* WHAT YOU ARE ASKED TO DO
Write out the material below again, putting "center point" in place of every "innermost point" and leaving everything else unchanged.

* RECORDS PROVIDED
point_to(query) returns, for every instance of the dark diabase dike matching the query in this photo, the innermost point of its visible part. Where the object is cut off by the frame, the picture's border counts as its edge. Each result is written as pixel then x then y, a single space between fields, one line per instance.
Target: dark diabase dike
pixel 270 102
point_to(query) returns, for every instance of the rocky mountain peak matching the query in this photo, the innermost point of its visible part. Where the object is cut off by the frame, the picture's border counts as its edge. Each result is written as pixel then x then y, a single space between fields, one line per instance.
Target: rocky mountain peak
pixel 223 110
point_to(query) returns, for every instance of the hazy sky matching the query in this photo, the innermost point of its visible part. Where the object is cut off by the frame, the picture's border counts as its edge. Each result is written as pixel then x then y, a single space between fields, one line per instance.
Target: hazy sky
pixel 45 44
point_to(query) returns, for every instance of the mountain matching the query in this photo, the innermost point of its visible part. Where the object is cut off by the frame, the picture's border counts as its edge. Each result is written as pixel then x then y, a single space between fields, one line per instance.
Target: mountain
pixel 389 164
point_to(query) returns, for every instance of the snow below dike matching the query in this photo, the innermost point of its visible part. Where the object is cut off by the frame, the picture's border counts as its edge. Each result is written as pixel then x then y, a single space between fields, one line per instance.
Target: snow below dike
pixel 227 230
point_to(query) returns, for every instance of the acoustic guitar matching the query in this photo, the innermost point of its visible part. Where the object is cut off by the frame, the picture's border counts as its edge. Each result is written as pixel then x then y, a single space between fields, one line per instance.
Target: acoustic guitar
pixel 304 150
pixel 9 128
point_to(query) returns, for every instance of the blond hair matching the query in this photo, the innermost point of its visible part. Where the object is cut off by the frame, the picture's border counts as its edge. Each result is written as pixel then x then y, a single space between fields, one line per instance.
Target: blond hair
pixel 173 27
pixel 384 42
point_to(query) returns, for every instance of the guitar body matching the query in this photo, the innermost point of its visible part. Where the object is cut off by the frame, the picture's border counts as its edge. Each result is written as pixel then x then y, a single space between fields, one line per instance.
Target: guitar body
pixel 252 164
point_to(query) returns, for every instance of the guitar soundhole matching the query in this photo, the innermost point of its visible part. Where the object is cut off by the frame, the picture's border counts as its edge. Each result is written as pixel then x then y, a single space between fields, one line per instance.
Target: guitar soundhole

* COMPLETE RESPONSE
point_to(query) returns, for every instance of the dark diabase dike matching the query in this photo, the center point of its visible part. Where the object is cut off by the frame, the picture's border counts as its edge. Each result is written as pixel then x then y, a single space between fields, one line per instance.
Target: dark diabase dike
pixel 270 102
point_to(query) returns, for every instance of the rocky mountain peak matching the query in this photo, the center point of its visible part. Where the object is cut off by the frame, the picture's border counts as its edge. Each result is written as pixel then x then y, a single space between fields, one line per instance.
Target: rocky mountain peak
pixel 223 110
point_to(query) returns, for every instance of the hazy sky matching the query in this photo, the center point of its visible part. Where the object is cut off by the frame, the picture's border counts as its edge. Each result is written as pixel then x then y, a single space between fields, one line per instance.
Target: hazy sky
pixel 45 44
point_to(query) returns, for every instance of the mountain matching the query in this photo, the center point of its visible part. Where the object is cut off by the frame, the picture's border counts as its edge. Each result is written as pixel then x then y, a single space between fields, one line per instance.
Target: mountain
pixel 389 164
point_to(query) returns, for every instance of the snow below dike matching the query in this photo, the center point of its visible part. Where the object is cut off by the frame, the picture's border counts as its edge. Each result is written as pixel then x then y, a single space between fields, one line per instance.
Target: snow below dike
pixel 227 230
point_to(query) returns, for every instance of the acoustic guitar matching the query in this photo, the center point of its visible part. Where the object is cut off by the frame, the picture's border counts as its edge. Each result is written as pixel then x then y, a single space between fields, one line per instance.
Target: acoustic guitar
pixel 304 150
pixel 9 128
point_to(query) returns, for every instance of the blond hair matching the query in this photo, the center point of its visible part. Where the object is cut off by the frame, the picture's border counts as its edge. Each result is written as pixel then x then y, a single space between fields, one line per instance.
Target: blond hair
pixel 173 27
pixel 384 42
point_to(query) returns, for every instance of the guitar body matching the query in this photo, the center point of its visible part. Where the object is cut off by the frame, the picture's border counts as its edge. Each result is written as pixel then x then y, a single space between fields, one line per instance.
Target: guitar body
pixel 252 164
point_to(query) returns, for every instance of the guitar soundhole matching the query in this photo, the center point of its visible part. Where the object is cut off by the frame, the picture's border counts as its edge. Each result is written as pixel then x then y, a single space between fields, one line per instance.
Target: guitar soundhole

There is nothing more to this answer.